• [EXERCISE DIRECTIONS]:
Omit every image, and transcribe the remaining entries exactly as given.

• [DATA SHOWN]:
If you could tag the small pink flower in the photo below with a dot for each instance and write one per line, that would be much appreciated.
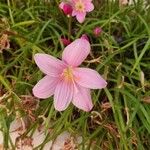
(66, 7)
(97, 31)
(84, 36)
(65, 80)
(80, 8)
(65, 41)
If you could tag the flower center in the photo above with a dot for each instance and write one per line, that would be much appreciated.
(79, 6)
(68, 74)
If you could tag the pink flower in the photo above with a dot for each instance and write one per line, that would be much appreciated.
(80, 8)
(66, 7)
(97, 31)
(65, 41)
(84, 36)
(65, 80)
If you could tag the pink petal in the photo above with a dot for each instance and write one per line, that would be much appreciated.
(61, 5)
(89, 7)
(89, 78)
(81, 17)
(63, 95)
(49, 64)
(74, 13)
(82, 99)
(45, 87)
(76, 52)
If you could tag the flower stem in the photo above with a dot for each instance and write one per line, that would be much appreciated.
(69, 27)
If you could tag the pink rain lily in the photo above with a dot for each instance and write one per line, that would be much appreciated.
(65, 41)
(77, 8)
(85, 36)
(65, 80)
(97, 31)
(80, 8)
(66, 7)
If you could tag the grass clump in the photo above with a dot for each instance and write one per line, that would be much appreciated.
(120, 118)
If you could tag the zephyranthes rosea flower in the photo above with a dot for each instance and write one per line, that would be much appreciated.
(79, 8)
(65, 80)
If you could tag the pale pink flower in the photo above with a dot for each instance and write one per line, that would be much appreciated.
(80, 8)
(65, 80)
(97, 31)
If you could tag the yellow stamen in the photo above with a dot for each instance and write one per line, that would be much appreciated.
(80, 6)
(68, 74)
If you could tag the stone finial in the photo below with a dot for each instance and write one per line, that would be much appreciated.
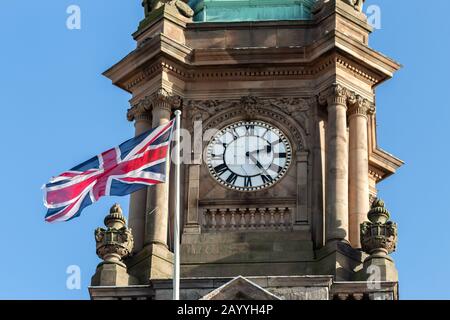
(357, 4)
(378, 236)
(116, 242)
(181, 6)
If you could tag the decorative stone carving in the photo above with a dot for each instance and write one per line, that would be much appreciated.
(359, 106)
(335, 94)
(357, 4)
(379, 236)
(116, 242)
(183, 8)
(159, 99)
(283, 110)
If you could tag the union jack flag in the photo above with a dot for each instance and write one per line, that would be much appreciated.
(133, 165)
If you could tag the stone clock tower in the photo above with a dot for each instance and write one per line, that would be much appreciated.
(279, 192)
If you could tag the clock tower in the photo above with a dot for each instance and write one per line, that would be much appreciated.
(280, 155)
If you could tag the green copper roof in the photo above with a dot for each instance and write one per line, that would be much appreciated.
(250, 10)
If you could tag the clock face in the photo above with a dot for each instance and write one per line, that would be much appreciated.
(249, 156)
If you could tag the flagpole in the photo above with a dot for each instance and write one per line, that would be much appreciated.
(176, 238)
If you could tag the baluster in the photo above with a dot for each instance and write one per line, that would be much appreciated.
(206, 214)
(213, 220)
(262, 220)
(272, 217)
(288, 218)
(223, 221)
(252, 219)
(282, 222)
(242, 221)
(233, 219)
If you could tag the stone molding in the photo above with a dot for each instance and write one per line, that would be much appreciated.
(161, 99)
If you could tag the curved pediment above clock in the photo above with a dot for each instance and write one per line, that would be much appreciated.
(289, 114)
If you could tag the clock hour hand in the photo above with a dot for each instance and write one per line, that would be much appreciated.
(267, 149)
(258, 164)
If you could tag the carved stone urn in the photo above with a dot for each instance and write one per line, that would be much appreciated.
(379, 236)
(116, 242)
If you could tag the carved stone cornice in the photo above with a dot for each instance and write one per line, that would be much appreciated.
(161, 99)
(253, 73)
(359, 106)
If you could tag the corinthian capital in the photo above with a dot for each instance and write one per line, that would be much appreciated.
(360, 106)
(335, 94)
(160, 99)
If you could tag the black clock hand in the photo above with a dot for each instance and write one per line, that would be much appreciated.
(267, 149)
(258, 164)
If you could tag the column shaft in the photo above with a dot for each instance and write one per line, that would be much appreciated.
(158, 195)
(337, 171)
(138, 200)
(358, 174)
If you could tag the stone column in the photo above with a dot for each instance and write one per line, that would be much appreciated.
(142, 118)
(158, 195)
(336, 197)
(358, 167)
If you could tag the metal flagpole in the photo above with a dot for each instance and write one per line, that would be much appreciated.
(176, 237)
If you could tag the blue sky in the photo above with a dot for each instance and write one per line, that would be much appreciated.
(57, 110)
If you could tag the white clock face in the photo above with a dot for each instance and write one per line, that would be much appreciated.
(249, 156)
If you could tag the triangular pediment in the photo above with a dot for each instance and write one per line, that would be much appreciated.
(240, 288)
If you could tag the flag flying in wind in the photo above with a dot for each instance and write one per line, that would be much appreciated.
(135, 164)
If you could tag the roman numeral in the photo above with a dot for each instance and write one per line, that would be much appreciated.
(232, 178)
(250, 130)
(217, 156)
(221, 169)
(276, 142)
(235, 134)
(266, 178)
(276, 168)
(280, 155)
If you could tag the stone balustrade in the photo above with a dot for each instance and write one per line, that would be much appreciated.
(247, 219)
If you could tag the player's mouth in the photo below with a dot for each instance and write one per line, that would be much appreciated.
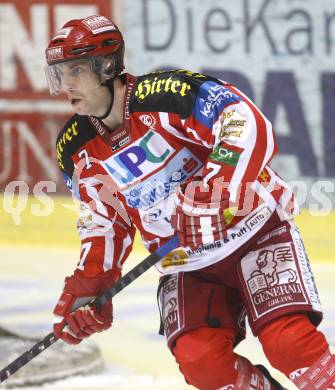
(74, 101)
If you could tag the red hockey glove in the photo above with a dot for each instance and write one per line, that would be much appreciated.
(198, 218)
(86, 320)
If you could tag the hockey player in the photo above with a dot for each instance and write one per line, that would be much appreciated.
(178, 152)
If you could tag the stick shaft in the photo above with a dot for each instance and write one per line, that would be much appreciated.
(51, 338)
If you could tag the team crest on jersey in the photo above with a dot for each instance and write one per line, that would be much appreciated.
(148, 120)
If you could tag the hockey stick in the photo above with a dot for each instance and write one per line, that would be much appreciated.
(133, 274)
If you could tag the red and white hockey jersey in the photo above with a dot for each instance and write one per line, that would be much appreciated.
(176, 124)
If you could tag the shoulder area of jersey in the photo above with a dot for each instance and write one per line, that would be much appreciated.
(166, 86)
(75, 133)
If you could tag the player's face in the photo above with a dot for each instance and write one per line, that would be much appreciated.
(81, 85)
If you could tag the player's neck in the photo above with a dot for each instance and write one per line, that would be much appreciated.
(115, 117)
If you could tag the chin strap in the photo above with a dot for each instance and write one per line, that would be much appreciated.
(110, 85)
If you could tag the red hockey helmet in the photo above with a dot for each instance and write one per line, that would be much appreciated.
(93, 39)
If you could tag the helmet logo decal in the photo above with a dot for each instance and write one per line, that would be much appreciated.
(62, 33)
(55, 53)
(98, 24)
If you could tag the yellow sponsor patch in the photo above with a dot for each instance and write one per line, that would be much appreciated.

• [TASK ANSWER]:
If you could tag the small pink flower in the photo below with a dot for each instance and write one per line, that would be much appreciated.
(66, 7)
(97, 31)
(84, 36)
(65, 80)
(80, 8)
(65, 41)
If you could tag the flower center in the photo above with a dot for each instance and write one per line, that would be much appreciated.
(79, 6)
(68, 74)
If you could tag the pink flower in the photo above with a dot for each instance and write one per line, that would be much appreciated.
(80, 8)
(66, 7)
(97, 31)
(65, 41)
(84, 36)
(65, 80)
If you could tag the pink petal in the photo above with a dot for each instance and write one per line, that would be much appreciated.
(61, 5)
(89, 7)
(89, 78)
(81, 17)
(63, 95)
(49, 64)
(74, 13)
(82, 99)
(45, 87)
(76, 52)
If you could tag the flower stem in the photo above with a dot for each instance and write one per line, that would be much appreciated.
(69, 27)
If you could tag the pink rain lily in the photo above with a dot for each instance and write one per line, that would be much appreciated.
(65, 41)
(77, 8)
(85, 36)
(65, 80)
(97, 31)
(80, 8)
(66, 7)
If you could tag the grass clump in the photo above with a dot for each instance and write one per line, that would be much appreciated.
(120, 118)
If you could tag the zephyranthes rosea flower in the photo above with a dot for each instance and write one per line, that would be much appreciated.
(79, 8)
(65, 80)
If you could tag the pale pink flower in the photo above with a dot for each instance and write one per line, that would be much appreciated.
(80, 8)
(65, 80)
(97, 31)
If you could tag the yellow stamen in the photo above with a dot for each instance and write one per line, that would be much appreciated.
(80, 6)
(68, 74)
If you could tag the stone finial in the photo below with a dot for each instance and write one per line, that would be much appreciated.
(357, 4)
(378, 236)
(116, 242)
(181, 6)
If you could tag the decorative stone carving in the photo above with a dot for each instance and write one per line, that would be much appreciated.
(359, 106)
(335, 94)
(357, 4)
(379, 236)
(116, 242)
(183, 8)
(159, 99)
(283, 110)
If you could tag the union jack flag in the photo above with a dot for each instance and write one per line, that would be much appreciated.
(133, 165)
If you could tag the stone clock tower in the photo above with a dot for each instance and write one per line, that would be much appreciated.
(279, 192)
If you could tag the clock tower in the photo above with a dot for each instance and write one per line, that would be much appreciated.
(280, 155)
If you could tag the green copper roof in the photo above with a dot for each instance and write one per line, that would be much appreciated.
(250, 10)
If you could tag the clock face in the photo above with a dot for each instance and write one per line, that would be much appreciated.
(249, 156)
If you could tag the flagpole in the photo above with a dot for each instance and write one per line, that would be much appreciated.
(176, 238)
If you could tag the baluster in the photo above with a dot for each instance and write one per line, that would be much appreciated.
(206, 214)
(213, 220)
(262, 220)
(272, 217)
(288, 218)
(223, 221)
(252, 219)
(282, 222)
(242, 221)
(233, 219)
If you could tag the stone molding in the photo above with a dot for each instance and write one per line, that would be much appreciated.
(161, 99)
If you could tag the curved pediment above clock in the photo above with a dot for each instance and write one per line, that would be much appreciated.
(289, 114)
If you could tag the clock hour hand in the photo above with a dot for each instance and write one per line, that would be much appreciated.
(267, 149)
(258, 164)
If you could tag the carved stone urn in the photo above with a dot for each instance and write one per line, that would be much appreciated.
(379, 236)
(116, 242)
If you could tag the carved stone cornice in the photo above with a dot for each instance and write one per line, that would be much appreciated.
(161, 99)
(253, 73)
(359, 106)
If you could tag the corinthian capital in the photo above with a dot for each instance and write one per line, that would be much appreciated.
(360, 106)
(335, 94)
(160, 99)
If you could tag the black clock hand in the photo above with a dot for each instance and write one per line, that would be much appreciated.
(267, 149)
(258, 164)
If you could tag the column shaft in the photo above with a dot for each instance and write one per line, that would be much appreciated.
(158, 195)
(337, 171)
(138, 200)
(358, 174)
If you could tag the stone column in the photo above with a dot for each instance and write one per line, that would be much appreciated.
(142, 118)
(158, 195)
(336, 197)
(358, 167)
If you could tag the metal flagpole in the photo above with a dot for each instance and write one per line, that would be much appreciated.
(176, 237)
If you could tag the blue sky in the photo above with a dot for each instance and write one per line, that would be much appreciated.
(57, 110)
If you could tag the white clock face in the photo above with a dot for each instance and write one per line, that would be much appreciated.
(249, 156)
If you could tag the triangular pediment in the photo above with a dot for each instance and write one per line, that would be much appreciated.
(240, 288)
If you could tag the flag flying in wind in the photo above with a dot for each instance and write one per line, that would be much appreciated.
(135, 164)
If you could tag the roman numeral in the photo above with a dot for each instance and write one per line, that would be much appreciated.
(232, 178)
(250, 130)
(217, 156)
(221, 169)
(276, 142)
(235, 134)
(266, 178)
(276, 168)
(280, 155)
If you could tag the stone balustrade in the photo above with a dot for each instance and write one per line, that would be much appreciated.
(247, 219)
If you could tag the player's mouth in the photo below with a dot for each instance and write one per line, that would be much appreciated.
(74, 101)
If you could tag the red hockey glove in the photo above with a dot for each instance and write one per line, that would be much appreciated.
(198, 218)
(86, 320)
If you could tag the hockey player in the photo above with a dot for each instance and write one per line, that would be much appreciated.
(178, 152)
If you could tag the stick shaft in the photo above with a dot for each instance and write one per line, that would be much appreciated.
(51, 338)
If you could tag the team crest on jersey in the photo above with a dot for each instance and write one per line, that would be much appreciated.
(148, 120)
If you could tag the hockey stick in the photo above with a dot for each instance and write one per line, that would be much appreciated.
(133, 274)
If you could tag the red and white hockey jersey in the photo above with a dot for each instance and write one per line, that would be much appreciated.
(176, 124)
If you could tag the shoulder area of jersey in the photo above with a dot for each instance and write one per line, that would be much appreciated.
(166, 86)
(75, 133)
If you could tag the player's face in the photo above with a dot for each instance and write one per line, that would be much appreciated.
(81, 85)
If you could tag the player's neck in the photo above with a dot for each instance and write one per line, that would be much appreciated.
(115, 117)
If you could tag the chin strap in the photo above with a dot for each instance and write one per line, that would be much appreciated.
(110, 85)
If you could tag the red hockey helmet in the photo above with a dot for each instance and write one per line, that would be much appreciated.
(93, 39)
If you could tag the helmet logo decal in the photo above with a dot for each instance and write one per line, that would be much appreciated.
(62, 33)
(55, 53)
(98, 24)
If you could tag the yellow sponsor patch in the photo above with a dot for each instance and write one per line, that would be much appreciated.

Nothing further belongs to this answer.